■ PAGE EXTRACT
○ ○ ○ ○

Love can heal a broken soul and shake up a timid heart. Or it can unleash devastation and revenge.

Will Aidan and Summer survive the hurricane?

 

Release September 15, available for pre-sale

$ 0.99 FREE with KU

On Amazon

 

 

 

 

 

 

 

 

   

I didn’t realize His Midnight Sun had a theme until well after I finished it. Honestly, I don’t write to teach, preach or any other significant and profound reason. I write to entertain. To give people a break. I like to think my stories are fairy tales for adults, where the characters go through changes and problems and tragedies, but will get to the happily ever after. The great Susan Elizabeth Phillips said that life is too short to waste with depressing books, and that sums perfectly the way I want my books to be.

An escape. Heaven knows if we all need it one sometimes.

So I didn’t have anything in mind other than telling Aidan’s story when I started.

And what do you know, I found myself with a phoenix’s story. A man who learns how to leave the past where it’s supposed to stay, who learns how to forgive himself and how to accept love. And through him, I discovered the same things. In many ways, Aidan’s story is my story, his demons are my demons, and because of him, I saw a way to boot them out.

○ ○ ○ ○

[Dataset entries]
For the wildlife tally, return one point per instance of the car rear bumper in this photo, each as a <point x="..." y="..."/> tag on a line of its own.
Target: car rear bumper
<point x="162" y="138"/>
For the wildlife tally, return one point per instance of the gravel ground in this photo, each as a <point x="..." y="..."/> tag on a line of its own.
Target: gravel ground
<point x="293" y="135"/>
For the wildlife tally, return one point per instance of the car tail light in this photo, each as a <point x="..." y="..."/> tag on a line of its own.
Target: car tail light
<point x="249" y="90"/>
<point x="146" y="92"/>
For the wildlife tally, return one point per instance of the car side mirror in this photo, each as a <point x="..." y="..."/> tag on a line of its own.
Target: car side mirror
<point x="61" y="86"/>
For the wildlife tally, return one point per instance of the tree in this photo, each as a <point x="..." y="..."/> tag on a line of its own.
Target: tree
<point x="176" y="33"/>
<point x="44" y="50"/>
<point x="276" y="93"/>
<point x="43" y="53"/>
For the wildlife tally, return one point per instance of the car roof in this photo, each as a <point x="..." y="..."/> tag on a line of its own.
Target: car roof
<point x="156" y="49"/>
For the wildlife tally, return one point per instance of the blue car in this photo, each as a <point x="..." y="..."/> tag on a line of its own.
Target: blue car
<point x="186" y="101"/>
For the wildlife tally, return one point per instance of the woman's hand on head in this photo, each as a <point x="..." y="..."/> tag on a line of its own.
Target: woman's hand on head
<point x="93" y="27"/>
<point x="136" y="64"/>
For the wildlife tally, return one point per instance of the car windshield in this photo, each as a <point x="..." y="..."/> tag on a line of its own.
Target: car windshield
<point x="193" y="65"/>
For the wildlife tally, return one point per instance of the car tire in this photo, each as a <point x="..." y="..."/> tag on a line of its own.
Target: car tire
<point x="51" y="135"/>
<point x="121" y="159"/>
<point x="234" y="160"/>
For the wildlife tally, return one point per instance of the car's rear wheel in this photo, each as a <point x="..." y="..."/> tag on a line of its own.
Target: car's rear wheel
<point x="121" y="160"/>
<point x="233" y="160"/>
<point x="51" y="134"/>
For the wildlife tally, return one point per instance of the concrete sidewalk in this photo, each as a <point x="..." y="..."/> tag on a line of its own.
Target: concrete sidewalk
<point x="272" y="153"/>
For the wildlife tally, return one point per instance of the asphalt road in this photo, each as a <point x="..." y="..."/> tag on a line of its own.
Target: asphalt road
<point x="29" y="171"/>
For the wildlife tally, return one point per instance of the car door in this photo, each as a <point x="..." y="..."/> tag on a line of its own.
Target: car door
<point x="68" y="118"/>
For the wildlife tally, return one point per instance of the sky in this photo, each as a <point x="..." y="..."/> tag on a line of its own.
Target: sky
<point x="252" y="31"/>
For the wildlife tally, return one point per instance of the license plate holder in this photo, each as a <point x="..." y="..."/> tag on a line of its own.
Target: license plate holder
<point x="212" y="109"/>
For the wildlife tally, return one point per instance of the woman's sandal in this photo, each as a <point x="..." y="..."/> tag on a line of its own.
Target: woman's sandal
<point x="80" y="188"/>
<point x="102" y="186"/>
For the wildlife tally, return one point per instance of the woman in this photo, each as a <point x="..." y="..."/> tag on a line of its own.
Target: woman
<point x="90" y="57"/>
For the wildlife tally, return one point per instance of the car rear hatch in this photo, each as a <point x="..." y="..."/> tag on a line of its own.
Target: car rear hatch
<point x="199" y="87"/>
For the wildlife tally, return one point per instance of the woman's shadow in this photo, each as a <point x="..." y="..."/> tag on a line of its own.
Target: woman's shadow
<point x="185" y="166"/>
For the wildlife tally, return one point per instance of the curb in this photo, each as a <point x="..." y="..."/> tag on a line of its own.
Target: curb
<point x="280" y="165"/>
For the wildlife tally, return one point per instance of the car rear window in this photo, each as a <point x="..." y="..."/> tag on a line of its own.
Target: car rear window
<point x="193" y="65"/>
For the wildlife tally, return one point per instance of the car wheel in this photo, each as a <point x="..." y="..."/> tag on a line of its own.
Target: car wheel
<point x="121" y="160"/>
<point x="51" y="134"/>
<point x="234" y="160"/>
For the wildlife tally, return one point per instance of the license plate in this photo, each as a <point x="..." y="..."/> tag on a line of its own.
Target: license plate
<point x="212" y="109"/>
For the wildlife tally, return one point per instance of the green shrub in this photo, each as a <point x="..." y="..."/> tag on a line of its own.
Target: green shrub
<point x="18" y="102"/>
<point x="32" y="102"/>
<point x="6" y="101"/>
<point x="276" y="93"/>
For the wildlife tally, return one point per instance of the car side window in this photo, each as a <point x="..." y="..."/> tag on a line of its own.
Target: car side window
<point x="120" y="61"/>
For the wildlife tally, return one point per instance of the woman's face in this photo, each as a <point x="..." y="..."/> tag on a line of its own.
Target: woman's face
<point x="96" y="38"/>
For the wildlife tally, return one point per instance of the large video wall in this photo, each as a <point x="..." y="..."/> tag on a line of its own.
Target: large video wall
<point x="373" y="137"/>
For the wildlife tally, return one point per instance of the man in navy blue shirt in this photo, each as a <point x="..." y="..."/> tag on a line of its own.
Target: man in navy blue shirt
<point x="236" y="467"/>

○ ○ ○ ○

Reproduce the whole book promotion text above, word for word.

Love can heal a broken soul and shake up a timid heart. Or it can unleash devastation and revenge.

Will Aidan and Summer survive the hurricane?

 

Release September 15, available for pre-sale

$ 0.99 FREE with KU

On Amazon

 

 

 

 

 

 

 

 

   

I didn’t realize His Midnight Sun had a theme until well after I finished it. Honestly, I don’t write to teach, preach or any other significant and profound reason. I write to entertain. To give people a break. I like to think my stories are fairy tales for adults, where the characters go through changes and problems and tragedies, but will get to the happily ever after. The great Susan Elizabeth Phillips said that life is too short to waste with depressing books, and that sums perfectly the way I want my books to be.

An escape. Heaven knows if we all need it one sometimes.

So I didn’t have anything in mind other than telling Aidan’s story when I started.

And what do you know, I found myself with a phoenix’s story. A man who learns how to leave the past where it’s supposed to stay, who learns how to forgive himself and how to accept love. And through him, I discovered the same things. In many ways, Aidan’s story is my story, his demons are my demons, and because of him, I saw a way to boot them out.